INFORMATION PROVIDED:
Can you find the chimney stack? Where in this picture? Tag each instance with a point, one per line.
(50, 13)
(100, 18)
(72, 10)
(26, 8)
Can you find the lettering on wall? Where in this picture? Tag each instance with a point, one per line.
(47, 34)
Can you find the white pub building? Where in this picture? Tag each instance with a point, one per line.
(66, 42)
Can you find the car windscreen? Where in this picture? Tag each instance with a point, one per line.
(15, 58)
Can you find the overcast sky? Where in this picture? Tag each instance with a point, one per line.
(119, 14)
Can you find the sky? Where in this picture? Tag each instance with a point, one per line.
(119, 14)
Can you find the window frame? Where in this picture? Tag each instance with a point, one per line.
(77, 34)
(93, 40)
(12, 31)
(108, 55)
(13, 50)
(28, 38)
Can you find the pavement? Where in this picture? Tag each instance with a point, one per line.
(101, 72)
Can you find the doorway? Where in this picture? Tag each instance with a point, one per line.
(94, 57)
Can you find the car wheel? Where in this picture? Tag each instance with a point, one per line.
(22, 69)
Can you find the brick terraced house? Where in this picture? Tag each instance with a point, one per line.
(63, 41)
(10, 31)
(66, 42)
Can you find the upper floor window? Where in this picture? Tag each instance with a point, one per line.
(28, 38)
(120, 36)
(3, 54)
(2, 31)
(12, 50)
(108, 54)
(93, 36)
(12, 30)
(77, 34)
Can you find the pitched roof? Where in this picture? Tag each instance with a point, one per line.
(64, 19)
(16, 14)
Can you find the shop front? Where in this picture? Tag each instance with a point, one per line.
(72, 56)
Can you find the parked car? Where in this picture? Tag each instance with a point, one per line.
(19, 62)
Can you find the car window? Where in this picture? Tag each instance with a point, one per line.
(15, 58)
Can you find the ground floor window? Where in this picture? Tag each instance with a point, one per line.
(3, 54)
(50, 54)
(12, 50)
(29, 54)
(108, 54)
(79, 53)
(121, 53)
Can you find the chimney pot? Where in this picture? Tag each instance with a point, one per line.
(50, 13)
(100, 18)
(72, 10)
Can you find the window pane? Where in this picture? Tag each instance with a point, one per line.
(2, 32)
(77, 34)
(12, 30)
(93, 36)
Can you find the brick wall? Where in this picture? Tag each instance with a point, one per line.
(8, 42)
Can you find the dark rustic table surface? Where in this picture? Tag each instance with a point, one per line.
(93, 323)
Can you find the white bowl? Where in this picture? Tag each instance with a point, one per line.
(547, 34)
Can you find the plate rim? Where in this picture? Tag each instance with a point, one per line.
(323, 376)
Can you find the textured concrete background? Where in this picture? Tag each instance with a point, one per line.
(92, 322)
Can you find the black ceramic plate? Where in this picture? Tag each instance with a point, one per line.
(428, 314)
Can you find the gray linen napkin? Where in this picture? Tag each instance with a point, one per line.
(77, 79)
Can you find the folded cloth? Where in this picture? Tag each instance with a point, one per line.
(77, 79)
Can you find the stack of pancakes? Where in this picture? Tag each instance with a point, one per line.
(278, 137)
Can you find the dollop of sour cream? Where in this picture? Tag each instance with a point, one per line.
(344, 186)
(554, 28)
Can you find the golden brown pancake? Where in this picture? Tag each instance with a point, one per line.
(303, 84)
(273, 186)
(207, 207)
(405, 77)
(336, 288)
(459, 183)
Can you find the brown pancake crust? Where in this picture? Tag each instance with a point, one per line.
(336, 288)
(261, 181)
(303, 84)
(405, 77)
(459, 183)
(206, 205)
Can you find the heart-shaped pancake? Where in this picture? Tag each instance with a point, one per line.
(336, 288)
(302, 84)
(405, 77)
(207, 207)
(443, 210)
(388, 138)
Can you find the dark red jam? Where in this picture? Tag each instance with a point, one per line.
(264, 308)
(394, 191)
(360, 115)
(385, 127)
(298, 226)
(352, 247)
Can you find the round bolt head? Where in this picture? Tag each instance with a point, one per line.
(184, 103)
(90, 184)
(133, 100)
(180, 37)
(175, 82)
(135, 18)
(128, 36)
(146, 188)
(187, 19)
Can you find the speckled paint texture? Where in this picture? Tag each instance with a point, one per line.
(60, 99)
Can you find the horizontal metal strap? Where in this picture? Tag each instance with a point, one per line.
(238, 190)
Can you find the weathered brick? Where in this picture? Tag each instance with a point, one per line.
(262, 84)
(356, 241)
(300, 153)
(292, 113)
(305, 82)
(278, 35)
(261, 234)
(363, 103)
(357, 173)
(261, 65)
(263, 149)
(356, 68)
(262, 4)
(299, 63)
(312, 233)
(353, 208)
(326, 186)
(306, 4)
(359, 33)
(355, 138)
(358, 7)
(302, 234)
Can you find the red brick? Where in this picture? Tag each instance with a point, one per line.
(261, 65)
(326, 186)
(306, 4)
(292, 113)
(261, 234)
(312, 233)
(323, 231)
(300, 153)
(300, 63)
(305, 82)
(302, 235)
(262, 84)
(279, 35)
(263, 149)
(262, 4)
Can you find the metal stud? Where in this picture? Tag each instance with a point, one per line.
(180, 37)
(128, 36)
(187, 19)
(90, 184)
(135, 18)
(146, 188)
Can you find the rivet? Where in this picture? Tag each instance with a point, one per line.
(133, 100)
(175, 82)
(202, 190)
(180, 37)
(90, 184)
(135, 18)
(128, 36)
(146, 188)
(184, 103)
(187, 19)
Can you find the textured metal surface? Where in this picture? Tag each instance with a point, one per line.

WHAT THIS TASK INVOLVES:
Could you copy all of the entries above, line for line, without changing a single character?

EXPECTED ANSWER:
Can you find the chimney stack? Where in this picture? Tag each instance with a point, one per line.
(50, 13)
(100, 18)
(72, 10)
(26, 8)
Can you find the lettering on wall? Where in this picture? Tag each instance with a point, one per line.
(47, 34)
Can you find the white pub building? Where in this picture? Tag each instance with a point, one per line.
(66, 42)
Can you find the car windscreen? Where in this picture? Tag each instance with a point, one per line.
(15, 58)
Can you find the overcast sky? Where in this picture? Tag each instance with a point, one per line.
(119, 14)
Can you find the sky? Where in this picture? Tag each instance with a point, one per line.
(119, 14)
Can you find the window frame? Where in this picture? Tag each instance with a point, one per line.
(77, 34)
(93, 40)
(12, 31)
(108, 55)
(13, 50)
(28, 38)
Can you find the pavement? Where in this picture? Tag each instance with a point, one per line.
(101, 72)
Can you find the doorway? Where in this picture? Tag each instance with a point, one per line.
(94, 57)
Can you find the car wheel? Where in this picture? Tag each instance with a point, one per line.
(22, 69)
Can you find the brick terraced house? Where in this picture? Tag each instance with a point, one per line.
(63, 41)
(10, 31)
(66, 42)
Can you find the upper floor window? Where in this picture? Tag each instance with a point, one per line.
(28, 38)
(120, 36)
(3, 54)
(2, 31)
(12, 50)
(108, 54)
(93, 36)
(12, 30)
(77, 34)
Can you find the pitched roof? Where in this picture? Tag each instance with a point, one per line.
(64, 19)
(16, 14)
Can you find the shop front? Where in this picture? Tag each instance with a point, one per line.
(72, 56)
Can you find the parked car? Where in this picture? Tag each instance with a point, one per line.
(19, 62)
Can you find the car window? Where in this picture? Tag each instance with a point, one per line.
(15, 58)
Can you find the ground floor window? Where in this picture? Tag each instance with a point, one per line.
(3, 54)
(50, 54)
(12, 50)
(29, 54)
(108, 54)
(79, 53)
(121, 53)
Can you find the chimney pot? Where in this picture? Tag each instance with a point, one per line.
(50, 13)
(100, 18)
(72, 10)
Can you find the window pane? Where in this picture? Tag each instance with a point, one per line.
(2, 32)
(77, 34)
(12, 30)
(93, 36)
Can you find the brick wall? Where in this picture? Tag each instance with a point, one per line.
(8, 42)
Can you find the dark rustic table surface? Where in this picture? Tag each instance with a point, one per line.
(93, 323)
Can you find the white bowl? Where in this picture? Tag each instance with a point, one per line.
(547, 34)
Can you find the plate rim? Where in this picture? Tag each instance with a point, one per line.
(323, 376)
Can you find the textured concrete background? Where in this picture? Tag each instance with a point, one per line.
(92, 322)
Can you find the black ceramic plate? Where in this picture? Tag each instance with a point, one per line.
(428, 314)
Can you find the gray linen napkin? Where in this picture? Tag each instance with a point, one per line.
(77, 79)
Can you find the folded cloth? Where in this picture? Tag each instance with a point, one per line.
(77, 79)
Can you find the stack of pancakes? Where in this picture? Tag each instance with a point, one per line.
(278, 137)
Can you find the dollop of sour cream? Where in this picture? Tag each instance with a point, one per line.
(344, 186)
(554, 28)
Can you find the golden brown pancake? Where in this picture? Tag each instance with a point, one per line.
(303, 84)
(273, 186)
(207, 207)
(405, 77)
(336, 288)
(459, 183)
Can you find the brown pancake crust? Where in this picture? Tag each instance with a point, one per line.
(336, 288)
(261, 181)
(303, 84)
(405, 77)
(459, 183)
(206, 205)
Can you find the heart-shaped pancake? Where in this picture? Tag each instance with a point, one per line.
(336, 288)
(302, 84)
(405, 77)
(207, 207)
(443, 210)
(388, 138)
Can you find the dark red jam? Where in this picture? Tag each instance with a point, one per line.
(264, 308)
(394, 191)
(360, 115)
(385, 127)
(298, 226)
(352, 247)
Can you find the round bolt head? Where in this picture? Tag each instance with a point, one per line.
(184, 103)
(90, 184)
(133, 100)
(180, 37)
(175, 82)
(135, 18)
(128, 36)
(146, 188)
(187, 19)
Can you find the speckled paint texture? Where in this picture? Tag each instance with a point, one per line.
(60, 99)
Can you find the horizontal metal strap? Where in this picture? Tag each instance with a point, one per line.
(238, 190)
Can you find the weathered brick? Where in this picture? Tag each instance with a point, one per line.
(262, 84)
(356, 241)
(300, 153)
(292, 113)
(305, 82)
(278, 35)
(261, 234)
(363, 103)
(357, 173)
(261, 65)
(263, 149)
(356, 68)
(262, 4)
(299, 63)
(312, 233)
(353, 208)
(326, 186)
(306, 4)
(359, 33)
(355, 138)
(358, 7)
(302, 234)
Can you find the red brick? Where in this picture? Tag each instance with a point, one per line.
(261, 65)
(326, 186)
(306, 4)
(292, 113)
(261, 234)
(312, 233)
(323, 231)
(300, 153)
(300, 63)
(305, 82)
(302, 235)
(262, 84)
(279, 35)
(263, 149)
(262, 4)
Can you find the metal stud? Where in this picture? Tag each instance with a point, one per line.
(180, 37)
(128, 36)
(187, 19)
(90, 184)
(135, 18)
(146, 188)
Can you find the rivet? Where in this picture? Tag each instance with a point, one per line.
(133, 100)
(175, 82)
(202, 190)
(180, 37)
(90, 184)
(135, 18)
(128, 36)
(146, 188)
(184, 103)
(187, 19)
Can you find the textured metal surface? Where in this picture? Tag each instance with a point, one per line.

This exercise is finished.